══ Provided records

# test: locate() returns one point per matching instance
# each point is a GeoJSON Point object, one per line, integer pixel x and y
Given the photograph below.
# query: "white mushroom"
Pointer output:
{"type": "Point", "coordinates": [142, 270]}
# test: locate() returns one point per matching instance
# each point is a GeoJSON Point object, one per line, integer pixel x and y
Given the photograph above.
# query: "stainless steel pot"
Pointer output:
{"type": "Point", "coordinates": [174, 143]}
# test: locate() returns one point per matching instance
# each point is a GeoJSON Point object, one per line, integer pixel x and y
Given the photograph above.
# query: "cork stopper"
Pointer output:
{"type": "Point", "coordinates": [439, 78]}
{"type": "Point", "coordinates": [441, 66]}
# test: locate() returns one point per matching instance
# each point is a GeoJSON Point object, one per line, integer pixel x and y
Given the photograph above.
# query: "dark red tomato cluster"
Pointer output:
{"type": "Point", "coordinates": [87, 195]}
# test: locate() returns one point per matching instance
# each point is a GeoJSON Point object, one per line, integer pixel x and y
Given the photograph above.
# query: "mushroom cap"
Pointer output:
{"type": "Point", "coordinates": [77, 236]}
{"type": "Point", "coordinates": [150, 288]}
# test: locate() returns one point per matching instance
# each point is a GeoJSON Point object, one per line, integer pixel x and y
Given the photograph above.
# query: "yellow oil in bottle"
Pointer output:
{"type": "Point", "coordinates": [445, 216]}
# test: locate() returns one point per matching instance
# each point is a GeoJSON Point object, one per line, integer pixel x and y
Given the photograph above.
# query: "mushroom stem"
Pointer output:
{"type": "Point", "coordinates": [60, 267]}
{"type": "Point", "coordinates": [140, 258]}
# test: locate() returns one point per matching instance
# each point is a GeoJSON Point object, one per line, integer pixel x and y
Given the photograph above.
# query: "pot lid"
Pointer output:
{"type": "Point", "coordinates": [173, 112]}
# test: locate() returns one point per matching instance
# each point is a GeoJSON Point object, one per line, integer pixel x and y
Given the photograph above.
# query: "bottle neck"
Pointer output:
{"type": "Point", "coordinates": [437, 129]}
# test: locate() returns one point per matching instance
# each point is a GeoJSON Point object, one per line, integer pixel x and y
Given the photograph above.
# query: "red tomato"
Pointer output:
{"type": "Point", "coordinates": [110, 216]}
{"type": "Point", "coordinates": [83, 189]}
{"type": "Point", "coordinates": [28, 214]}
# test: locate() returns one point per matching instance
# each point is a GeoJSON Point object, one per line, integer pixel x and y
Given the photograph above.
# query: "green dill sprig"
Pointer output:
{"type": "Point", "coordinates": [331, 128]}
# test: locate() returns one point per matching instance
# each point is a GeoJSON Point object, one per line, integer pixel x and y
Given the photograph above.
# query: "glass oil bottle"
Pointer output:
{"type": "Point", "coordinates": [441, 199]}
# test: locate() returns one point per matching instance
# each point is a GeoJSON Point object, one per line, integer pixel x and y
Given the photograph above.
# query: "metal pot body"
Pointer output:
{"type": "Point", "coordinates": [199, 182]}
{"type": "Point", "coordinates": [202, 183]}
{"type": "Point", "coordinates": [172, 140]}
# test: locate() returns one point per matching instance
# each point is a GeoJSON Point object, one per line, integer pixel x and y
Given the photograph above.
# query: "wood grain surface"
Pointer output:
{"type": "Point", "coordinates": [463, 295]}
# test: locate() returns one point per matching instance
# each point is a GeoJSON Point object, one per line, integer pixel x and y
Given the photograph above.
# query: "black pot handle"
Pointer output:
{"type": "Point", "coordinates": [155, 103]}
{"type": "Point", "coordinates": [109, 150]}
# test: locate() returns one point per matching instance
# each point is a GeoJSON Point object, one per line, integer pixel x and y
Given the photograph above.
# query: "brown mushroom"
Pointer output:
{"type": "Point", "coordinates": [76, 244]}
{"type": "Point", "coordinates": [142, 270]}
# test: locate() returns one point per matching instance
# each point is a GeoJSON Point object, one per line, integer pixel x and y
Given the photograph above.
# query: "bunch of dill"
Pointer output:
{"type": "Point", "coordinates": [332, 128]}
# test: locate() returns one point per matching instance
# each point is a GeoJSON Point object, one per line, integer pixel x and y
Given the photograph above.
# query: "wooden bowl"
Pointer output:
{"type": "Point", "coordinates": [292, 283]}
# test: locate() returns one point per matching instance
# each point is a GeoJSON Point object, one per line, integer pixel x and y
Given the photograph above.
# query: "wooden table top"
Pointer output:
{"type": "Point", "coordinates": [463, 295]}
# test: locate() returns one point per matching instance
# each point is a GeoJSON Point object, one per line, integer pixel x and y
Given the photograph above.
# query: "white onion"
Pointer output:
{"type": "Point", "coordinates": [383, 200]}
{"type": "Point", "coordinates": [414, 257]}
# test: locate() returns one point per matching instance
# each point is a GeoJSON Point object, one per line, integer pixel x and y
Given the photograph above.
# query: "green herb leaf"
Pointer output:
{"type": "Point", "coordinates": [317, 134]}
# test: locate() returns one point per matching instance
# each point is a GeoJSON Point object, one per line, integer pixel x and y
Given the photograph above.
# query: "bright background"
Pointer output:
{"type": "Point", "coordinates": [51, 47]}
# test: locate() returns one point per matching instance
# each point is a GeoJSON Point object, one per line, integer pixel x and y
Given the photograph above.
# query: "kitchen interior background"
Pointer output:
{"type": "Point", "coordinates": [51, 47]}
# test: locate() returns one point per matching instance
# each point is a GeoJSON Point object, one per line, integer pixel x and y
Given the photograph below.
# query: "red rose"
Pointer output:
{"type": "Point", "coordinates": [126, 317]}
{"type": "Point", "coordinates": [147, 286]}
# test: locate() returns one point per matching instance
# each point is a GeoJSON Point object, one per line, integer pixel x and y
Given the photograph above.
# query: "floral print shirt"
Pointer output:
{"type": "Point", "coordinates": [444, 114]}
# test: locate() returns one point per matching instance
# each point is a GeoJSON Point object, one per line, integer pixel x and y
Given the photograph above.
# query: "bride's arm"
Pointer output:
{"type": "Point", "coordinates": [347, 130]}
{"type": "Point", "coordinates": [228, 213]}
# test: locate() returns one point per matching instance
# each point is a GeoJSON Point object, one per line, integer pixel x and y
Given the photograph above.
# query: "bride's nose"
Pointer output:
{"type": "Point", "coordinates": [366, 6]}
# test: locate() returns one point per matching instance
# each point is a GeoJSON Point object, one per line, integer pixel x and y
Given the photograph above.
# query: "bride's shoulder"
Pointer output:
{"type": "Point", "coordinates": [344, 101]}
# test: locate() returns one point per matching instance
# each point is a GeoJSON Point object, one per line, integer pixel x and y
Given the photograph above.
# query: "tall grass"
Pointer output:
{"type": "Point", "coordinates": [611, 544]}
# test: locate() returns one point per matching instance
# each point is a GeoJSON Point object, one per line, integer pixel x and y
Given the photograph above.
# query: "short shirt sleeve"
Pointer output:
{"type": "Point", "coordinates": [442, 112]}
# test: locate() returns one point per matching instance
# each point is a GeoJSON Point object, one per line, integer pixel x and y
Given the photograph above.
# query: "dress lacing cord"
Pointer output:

════

Tally the lines in the material above that contain the string "dill", with case counting, and reply with the number alone.

◆ **Task solution**:
2